* [DOCUMENT SEGMENT]
__________

Results tagged ‘ Prince Fielder ’
As I begin writing this, we’re only 21 hours away from the first pitch of the 2013 MLB season. Last year left a sour taste in my mouth (as it did for everyone who isn’t a San Francisco Giants fan), so I’m looking for a chance to change that.
It doesn’t matter which team you find yourself rooting for, everyone feels like this year could be the year (unless you’re an Astros or Marlins fan, you might want to wait a few more years) that they’re team finally wins it all. I normally always try to do a prediction blog before the season begins, and that’s what I’m going to do. If normal predictions bore you, check out my other BLOG where I’ve made a few more wild predictions.
Without further ado:
AL West: Los Angeles Angels of Anaheim- Although I do love the diehard Athletics (and I really do hope they support the A’s like they did during October last year), I just don’t see them being able to pull of a repeat this year. This isn’t to say I don’t think they’ll be in contention, but I think they’re looking at a Wild Card. The only thing I can realistically see preventing the Angels from winning their division is if the starting rotation falls apart.

__________

* [DATA SECTION]
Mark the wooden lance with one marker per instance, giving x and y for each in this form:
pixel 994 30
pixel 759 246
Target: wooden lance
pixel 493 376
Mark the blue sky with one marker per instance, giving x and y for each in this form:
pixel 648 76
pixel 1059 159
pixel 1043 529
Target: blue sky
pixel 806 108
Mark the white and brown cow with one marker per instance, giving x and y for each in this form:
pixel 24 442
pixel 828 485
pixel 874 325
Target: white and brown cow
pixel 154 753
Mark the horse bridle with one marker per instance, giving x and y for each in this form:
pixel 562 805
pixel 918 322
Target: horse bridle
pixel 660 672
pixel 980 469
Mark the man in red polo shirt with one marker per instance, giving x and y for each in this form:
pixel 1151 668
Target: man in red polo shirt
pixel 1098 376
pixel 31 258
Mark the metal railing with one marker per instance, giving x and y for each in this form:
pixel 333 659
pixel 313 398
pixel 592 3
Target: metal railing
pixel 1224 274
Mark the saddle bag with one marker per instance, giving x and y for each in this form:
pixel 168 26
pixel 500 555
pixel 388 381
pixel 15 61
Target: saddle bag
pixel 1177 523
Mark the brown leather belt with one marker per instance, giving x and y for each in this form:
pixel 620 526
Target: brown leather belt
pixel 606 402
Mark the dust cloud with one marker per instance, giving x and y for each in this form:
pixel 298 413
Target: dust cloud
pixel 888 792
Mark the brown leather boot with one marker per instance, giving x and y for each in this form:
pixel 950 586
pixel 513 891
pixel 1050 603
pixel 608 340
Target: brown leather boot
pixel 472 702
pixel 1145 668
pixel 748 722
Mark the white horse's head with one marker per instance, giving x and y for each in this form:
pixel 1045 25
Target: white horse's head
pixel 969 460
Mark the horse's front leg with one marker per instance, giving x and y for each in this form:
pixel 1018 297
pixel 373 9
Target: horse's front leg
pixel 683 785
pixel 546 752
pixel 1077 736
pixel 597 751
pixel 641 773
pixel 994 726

__________

* [WHAT YOU WILL DO]
1. In the baseball prediction post, how many hours away is the first pitch of the 2013 MLB season?
2. Pull the passage from the baseball prediction post, beginning at the words "It doesn’t matter" and stopping after "more wild predictions.".

* [OUTPUTS]
1. 21 hours.

2.
It doesn’t matter which team you find yourself rooting for, everyone feels like this year could be the year (unless you’re an Astros or Marlins fan, you might want to wait a few more years) that they’re team finally wins it all. I normally always try to do a prediction blog before the season begins, and that’s what I’m going to do. If normal predictions bore you, check out my other BLOG where I’ve made a few more wild predictions.